» **TO DO**
Copy the stretch of the listing from the line containing "In the photo below, where can the number" through the end, replacing "jersey sleeve" with "shirt sleeve" and leaving everything else as it is.

» **PROVIDED RECORDS**
— Start —

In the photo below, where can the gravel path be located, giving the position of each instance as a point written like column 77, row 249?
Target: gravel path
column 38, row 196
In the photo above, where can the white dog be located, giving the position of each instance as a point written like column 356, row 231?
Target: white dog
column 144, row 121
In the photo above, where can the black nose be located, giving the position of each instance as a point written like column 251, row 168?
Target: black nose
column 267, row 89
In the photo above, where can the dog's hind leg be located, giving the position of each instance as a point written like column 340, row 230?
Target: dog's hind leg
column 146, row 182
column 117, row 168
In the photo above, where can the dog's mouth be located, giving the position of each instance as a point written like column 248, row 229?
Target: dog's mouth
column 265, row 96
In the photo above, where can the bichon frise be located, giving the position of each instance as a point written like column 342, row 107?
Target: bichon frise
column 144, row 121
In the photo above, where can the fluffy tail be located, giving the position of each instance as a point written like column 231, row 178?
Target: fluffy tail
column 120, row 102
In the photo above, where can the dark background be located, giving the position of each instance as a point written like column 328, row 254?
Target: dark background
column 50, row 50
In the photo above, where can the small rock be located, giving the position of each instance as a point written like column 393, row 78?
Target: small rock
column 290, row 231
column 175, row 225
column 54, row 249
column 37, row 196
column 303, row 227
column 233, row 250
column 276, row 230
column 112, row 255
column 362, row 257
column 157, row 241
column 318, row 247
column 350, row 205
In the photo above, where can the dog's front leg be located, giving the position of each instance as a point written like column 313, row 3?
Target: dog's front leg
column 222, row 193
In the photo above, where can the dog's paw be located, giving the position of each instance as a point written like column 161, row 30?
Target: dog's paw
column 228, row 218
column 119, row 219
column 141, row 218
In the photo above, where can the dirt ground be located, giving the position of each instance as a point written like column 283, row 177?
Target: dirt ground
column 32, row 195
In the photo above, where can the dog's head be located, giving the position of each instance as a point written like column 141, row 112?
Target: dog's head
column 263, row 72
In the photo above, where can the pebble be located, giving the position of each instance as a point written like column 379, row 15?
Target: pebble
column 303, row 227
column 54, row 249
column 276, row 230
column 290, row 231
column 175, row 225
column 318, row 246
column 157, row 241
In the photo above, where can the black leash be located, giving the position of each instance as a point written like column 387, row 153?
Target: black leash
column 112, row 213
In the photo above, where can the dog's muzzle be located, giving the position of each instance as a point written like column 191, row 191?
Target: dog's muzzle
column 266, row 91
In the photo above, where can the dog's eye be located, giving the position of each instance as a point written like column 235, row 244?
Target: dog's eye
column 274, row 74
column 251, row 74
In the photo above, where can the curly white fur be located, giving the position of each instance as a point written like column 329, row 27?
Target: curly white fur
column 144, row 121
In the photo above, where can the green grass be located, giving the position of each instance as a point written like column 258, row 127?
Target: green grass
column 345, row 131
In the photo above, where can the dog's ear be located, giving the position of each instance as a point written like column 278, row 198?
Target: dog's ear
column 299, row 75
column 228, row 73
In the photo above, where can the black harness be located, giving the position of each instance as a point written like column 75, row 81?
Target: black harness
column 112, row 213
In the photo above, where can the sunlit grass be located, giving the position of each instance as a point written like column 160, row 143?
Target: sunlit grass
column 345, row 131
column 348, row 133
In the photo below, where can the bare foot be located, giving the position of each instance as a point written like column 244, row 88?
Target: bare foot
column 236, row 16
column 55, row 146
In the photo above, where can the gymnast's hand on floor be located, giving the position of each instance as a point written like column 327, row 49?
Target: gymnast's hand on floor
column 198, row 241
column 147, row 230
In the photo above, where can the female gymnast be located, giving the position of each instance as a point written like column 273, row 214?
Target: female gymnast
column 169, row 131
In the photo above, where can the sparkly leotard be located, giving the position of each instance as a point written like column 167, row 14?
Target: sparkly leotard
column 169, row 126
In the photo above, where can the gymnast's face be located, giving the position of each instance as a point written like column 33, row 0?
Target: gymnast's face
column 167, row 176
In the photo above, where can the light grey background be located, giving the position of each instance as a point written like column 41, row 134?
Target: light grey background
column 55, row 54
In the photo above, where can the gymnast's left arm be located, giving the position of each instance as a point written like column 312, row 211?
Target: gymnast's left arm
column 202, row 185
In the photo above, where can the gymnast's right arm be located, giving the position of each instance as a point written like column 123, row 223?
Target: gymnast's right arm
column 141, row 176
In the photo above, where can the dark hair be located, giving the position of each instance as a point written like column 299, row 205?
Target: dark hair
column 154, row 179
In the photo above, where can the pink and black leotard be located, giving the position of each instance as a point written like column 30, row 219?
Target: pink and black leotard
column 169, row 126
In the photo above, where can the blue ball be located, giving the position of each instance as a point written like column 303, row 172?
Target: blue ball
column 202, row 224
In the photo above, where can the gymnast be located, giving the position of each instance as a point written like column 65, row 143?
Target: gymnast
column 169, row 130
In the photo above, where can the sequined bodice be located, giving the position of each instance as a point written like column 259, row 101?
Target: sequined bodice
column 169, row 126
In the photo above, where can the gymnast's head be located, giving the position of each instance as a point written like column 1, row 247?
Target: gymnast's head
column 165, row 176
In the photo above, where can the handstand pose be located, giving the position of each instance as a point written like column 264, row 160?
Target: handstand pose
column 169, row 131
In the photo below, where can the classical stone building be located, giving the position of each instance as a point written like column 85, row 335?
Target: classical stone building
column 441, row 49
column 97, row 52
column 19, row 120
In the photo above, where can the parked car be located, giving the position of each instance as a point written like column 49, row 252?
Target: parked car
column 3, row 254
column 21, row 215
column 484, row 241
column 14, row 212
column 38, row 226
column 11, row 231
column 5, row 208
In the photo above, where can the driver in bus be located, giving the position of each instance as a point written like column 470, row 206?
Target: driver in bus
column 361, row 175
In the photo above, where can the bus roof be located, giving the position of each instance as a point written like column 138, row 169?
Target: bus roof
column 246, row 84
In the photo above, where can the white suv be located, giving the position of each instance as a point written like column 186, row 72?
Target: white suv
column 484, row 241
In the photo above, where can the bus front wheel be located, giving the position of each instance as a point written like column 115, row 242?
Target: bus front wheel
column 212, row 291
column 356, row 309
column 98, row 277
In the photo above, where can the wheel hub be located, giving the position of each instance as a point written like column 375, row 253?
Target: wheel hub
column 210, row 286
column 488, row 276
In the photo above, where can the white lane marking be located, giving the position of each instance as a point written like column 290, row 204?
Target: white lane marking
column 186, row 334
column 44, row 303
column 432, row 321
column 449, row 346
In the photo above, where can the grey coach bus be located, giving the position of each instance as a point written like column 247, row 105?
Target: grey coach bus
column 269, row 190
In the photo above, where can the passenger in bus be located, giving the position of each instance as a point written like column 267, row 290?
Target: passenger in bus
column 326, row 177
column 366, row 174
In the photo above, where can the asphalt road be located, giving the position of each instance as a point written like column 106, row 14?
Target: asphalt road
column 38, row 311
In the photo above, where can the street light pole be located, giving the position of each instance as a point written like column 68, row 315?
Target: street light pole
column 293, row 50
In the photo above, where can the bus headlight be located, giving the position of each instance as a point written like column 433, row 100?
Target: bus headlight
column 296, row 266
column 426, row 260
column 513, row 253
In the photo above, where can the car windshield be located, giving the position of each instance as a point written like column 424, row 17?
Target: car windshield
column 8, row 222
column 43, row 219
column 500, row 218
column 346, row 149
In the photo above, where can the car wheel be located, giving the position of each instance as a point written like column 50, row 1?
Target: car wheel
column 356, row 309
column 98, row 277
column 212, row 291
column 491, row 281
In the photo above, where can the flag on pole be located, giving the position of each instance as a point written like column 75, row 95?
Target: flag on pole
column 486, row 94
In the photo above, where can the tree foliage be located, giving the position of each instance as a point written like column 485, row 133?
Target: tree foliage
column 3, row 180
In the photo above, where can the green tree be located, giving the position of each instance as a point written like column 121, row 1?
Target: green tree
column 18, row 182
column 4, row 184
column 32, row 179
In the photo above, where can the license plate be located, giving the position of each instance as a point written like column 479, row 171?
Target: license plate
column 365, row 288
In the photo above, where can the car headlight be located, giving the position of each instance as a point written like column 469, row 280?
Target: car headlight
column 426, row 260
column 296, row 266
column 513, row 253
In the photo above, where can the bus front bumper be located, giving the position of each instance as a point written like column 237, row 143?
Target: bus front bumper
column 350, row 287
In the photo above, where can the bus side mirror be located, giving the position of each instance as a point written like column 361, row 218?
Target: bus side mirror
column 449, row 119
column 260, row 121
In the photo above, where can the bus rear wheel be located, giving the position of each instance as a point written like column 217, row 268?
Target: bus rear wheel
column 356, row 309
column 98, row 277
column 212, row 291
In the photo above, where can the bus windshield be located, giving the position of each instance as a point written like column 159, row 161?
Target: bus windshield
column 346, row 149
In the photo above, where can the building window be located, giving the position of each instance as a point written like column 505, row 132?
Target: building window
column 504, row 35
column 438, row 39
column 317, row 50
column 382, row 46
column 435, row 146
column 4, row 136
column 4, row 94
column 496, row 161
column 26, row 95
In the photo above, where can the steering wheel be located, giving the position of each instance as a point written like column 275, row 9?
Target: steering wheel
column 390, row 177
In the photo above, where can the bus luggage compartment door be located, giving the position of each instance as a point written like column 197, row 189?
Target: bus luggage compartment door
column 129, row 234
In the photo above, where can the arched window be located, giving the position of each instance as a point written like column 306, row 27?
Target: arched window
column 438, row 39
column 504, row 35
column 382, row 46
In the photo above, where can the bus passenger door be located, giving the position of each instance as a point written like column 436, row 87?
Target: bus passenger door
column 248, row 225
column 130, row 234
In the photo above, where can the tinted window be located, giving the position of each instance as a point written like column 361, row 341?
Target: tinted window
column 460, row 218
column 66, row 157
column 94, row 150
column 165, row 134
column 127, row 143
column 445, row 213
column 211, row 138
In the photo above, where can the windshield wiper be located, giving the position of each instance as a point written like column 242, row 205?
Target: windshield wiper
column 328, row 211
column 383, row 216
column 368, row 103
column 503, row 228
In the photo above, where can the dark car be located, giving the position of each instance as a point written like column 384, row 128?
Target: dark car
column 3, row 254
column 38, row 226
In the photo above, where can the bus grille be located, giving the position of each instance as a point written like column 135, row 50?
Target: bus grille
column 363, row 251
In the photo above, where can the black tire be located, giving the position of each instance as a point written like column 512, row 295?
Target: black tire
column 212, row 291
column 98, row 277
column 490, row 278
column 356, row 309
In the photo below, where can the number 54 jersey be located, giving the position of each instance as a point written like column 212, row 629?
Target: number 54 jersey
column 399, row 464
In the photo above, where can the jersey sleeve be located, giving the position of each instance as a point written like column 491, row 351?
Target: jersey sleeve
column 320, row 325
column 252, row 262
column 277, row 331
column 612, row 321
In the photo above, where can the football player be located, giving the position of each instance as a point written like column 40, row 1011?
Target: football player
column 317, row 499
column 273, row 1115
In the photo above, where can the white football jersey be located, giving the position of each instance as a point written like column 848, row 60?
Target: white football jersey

— End —

» **IN RESPONSE**
In the photo below, where can the number 54 jersey be located, giving the position of each instance as a point written like column 212, row 629?
Target: number 54 jersey
column 399, row 464
In the photo above, where can the shirt sleeve be located, giving the position of each instance as a point written like column 491, row 351?
Target: shirt sleeve
column 320, row 325
column 252, row 262
column 277, row 331
column 612, row 321
In the photo above, where can the football player be located, giving the position of each instance as a point written like column 40, row 1011?
Target: football player
column 317, row 499
column 273, row 1115
In the photo above, where can the white football jersey be located, giving the position of each instance as a point written like column 848, row 60?
Target: white football jersey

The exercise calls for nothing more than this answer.